## Passage
# # #

French Guiana – A short stay Feb 2013

Having made good use of several reports on Noonsite, it’s probably time we contributed, so having just spent a couple of weeks in French Guiana, I attach a few notes and observations. (Bob Carlisle, Yacht ‘Moon Rebel’)

Published 12 years ago, updated 6 years ago

Be warned, by mid-February the ‘wet’ season has arrived and it doesn’t mess about. On the up-side, it’s warm rain and there will be more than enough of it in the dinghy each morning for you to have a bath before you bail it out to go ashore! If you lift the dinghy onto the side-deck with a halyard, do remember to take the drain-plug out; we saw one dinghy in Kourou that had ripped a lifting-eye out due to the weight of rainwater collecting in it overnight! Bring a bicycle – it’s pretty flat and public transport/taxis/car hire were in our experience non-existent.

Degrad de Cannes:

Approach: The Guiana’s Current during the last 80M of the approach (we came from the Cap Verdes) ran very strongly to the NW so keep the bows pointing well to the south. On our subsequent passage up to Suriname, we ‘averaged’ over 2 knots of favourable current and at times it was running at close to 3 knots!

Anchoring: We initially anchored beside Buoy #5 in 4m + tide to wait for daylight/high-tide without any problems – where does the Atlantic swell disappear to? If it is lumpy when you arrive, there’s probably enough water behind the small island just north of the entrance channel to shelter there. The buoyed channel was excellent, being well-marked and with plenty of depth the whole way – the minimum we found was 2m + height of tide and whilst it was close to spring tides, we encountered only a maximum 3 knot current @ 2.5 hours before HW Cayenne; I’d have no qualms now about entering at night or much earlier than the HW-2 advised in previous reports – keep up toward the green (port-hand entering) buoys though, as the cross current will set you strongly to the NW.

We anchored about 300m beyond the ‘marina’ & 150m off the north shore, where we found excellent holding in stiff mud, in 4.5m + tide. There were also three scabby-looking unused buoys about 200m beyond the marina (the inshore one could perhaps get shallow at spring-tides?) and whilst we weren’t prepared to risk them, a 40’ yacht did pick-up the centre/white one for a few nights without problem whilst we were there. Whilst those in the marina and anchored further inshore complained about the mosquitoes, we never had any out at the boat. Do keep your eyes open for the Black Vultures and Red Ibis – Wow!

The pontoons were full of long-term French boats as noted by others, we were offered the opportunity to raft up on one, but thought it looked to be more comfortable and mossie-free out on anchor.

Formalities: As noted by others, to check-in you walk on the paved road turning right at every opportunity. You will arrive at the dock gates after 2 km, turn right again and after 200 metres there is a blue and white building on your right; the office of the Douane is on the first floor. Just the one office to visit and very friendly/easy/straightforward. No promises (we only noticed it on the way back) but as you’re walking from the marina to the harbour, after about 750m you will pass some big methanol tanks on your right-hand side, immediately beyond these is a footpath/track going off to the right which I strongly suspect will also take you to the Customs Office and save as much as 1km walking. The office is closed at weekends and most afternoons, so visit Mon – Fri before 12:00; but no need to rush, they seem very relaxed about when, or even if you bother to check-in.

# # #

## Excerpts from point annotation data
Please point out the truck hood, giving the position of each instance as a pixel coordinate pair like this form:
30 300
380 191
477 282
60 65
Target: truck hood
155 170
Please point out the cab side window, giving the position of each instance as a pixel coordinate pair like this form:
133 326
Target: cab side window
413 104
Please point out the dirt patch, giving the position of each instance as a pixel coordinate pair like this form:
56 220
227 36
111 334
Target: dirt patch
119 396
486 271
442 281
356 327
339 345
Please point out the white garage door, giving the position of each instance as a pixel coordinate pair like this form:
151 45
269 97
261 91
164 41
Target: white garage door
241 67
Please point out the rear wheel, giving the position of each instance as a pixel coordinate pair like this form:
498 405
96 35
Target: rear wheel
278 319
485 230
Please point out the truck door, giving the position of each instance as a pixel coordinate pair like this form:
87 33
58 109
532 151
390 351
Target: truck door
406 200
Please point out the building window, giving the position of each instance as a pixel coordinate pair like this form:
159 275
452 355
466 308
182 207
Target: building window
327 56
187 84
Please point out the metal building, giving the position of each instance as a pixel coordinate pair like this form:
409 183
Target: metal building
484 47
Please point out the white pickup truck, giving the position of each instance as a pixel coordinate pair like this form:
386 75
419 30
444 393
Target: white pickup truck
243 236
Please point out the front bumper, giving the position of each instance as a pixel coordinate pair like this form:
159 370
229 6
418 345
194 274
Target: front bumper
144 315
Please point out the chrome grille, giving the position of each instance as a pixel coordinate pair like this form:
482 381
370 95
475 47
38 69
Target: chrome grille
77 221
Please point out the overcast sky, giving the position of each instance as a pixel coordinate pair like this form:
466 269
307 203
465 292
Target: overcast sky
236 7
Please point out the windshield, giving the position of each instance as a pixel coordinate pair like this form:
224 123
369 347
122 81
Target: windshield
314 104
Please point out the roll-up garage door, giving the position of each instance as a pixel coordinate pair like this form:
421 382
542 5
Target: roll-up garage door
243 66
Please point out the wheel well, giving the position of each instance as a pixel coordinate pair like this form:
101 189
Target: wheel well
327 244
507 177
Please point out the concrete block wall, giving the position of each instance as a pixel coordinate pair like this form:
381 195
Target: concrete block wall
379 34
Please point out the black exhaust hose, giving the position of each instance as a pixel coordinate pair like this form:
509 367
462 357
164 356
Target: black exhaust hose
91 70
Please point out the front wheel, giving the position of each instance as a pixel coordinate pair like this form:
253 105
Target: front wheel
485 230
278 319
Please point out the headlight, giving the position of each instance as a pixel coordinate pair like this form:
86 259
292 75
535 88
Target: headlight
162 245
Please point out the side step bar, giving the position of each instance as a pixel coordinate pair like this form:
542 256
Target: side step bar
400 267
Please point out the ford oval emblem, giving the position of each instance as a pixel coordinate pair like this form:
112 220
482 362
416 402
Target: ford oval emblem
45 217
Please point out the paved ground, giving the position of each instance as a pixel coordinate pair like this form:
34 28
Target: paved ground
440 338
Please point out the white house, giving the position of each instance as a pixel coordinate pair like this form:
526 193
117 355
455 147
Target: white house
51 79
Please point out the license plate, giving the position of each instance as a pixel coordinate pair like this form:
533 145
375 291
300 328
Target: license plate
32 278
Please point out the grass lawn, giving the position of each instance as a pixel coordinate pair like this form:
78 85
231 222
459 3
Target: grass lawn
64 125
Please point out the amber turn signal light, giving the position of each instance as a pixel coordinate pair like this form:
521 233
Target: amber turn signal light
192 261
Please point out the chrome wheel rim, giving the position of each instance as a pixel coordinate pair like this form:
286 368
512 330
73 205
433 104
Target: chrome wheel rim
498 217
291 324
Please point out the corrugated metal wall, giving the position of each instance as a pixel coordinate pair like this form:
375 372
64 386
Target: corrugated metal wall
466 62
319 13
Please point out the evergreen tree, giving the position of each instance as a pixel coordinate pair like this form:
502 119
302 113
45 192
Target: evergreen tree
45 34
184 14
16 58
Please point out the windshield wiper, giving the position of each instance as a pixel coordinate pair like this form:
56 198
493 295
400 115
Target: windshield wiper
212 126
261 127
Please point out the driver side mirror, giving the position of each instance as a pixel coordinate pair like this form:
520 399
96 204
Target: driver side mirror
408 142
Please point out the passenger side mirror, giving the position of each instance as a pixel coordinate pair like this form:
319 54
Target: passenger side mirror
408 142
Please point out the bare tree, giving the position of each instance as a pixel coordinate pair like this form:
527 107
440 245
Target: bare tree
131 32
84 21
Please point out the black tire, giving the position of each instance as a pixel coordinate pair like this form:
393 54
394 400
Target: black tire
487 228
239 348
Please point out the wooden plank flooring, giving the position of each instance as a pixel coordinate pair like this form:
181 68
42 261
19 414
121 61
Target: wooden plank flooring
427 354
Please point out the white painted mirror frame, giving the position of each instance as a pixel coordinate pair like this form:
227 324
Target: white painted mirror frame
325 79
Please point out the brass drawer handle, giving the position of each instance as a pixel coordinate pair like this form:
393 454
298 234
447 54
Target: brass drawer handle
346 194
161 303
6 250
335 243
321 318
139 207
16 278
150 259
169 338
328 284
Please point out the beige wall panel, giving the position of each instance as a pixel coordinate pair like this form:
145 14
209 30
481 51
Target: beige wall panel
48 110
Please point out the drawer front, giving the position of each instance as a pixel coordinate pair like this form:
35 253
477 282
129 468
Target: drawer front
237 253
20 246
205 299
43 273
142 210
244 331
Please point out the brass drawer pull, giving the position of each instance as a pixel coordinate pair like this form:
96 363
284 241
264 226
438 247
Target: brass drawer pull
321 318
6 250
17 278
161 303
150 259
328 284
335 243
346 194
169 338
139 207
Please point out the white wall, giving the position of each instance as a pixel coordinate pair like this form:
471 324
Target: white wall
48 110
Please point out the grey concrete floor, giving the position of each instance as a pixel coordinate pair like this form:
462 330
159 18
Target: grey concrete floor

# # #

## Problems and tasks
a – In the French Guiana report, what color is the building that houses the Douane office?
b – List the means of getting around that the French Guiana report says were non-existent.
c – Carry on the French Guiana report from its final sentence.

## Answers for the exercise
a – It is blue and white.

b – Public transport, taxis, and car hire.

c –
Marine Supplies: The Chandlery has a few useful bits and pieces, but is really geared to fishing, small motor-boats and jet-skiers. Water – good for drinking – is free from the marina pontoons and if you do raft-up on there, the mooring and electric too are also apparently free of charge.

Shore Services: No shopping at Degrad and only one small, mosquito-ridden bar/café near the commercial dock gates – closed in the evenings?. No Taxis or buses and Car-Hire is a catch-22 situation: Available at about €30/day from ‘Budget Car Hire’ in Cayenne, but you’ll need to get there in the first place to collect one and back again once you’ve dropped it off again. We hitch-hiked the 6km to Remire fairly easily; where we found a recently opened and well stocked Carrefour Supermarket on the edge of town (you can’t miss it, it’s right beside the main Degrad/Cayenne road). Prices weren’t ‘cheap’, but certainly not “France +40%” as previously reported – France is blooming expensive nowadays! We felt it was more expensive than provisioning in the Canaries, but certainly no more/worse than the Cape Verdes.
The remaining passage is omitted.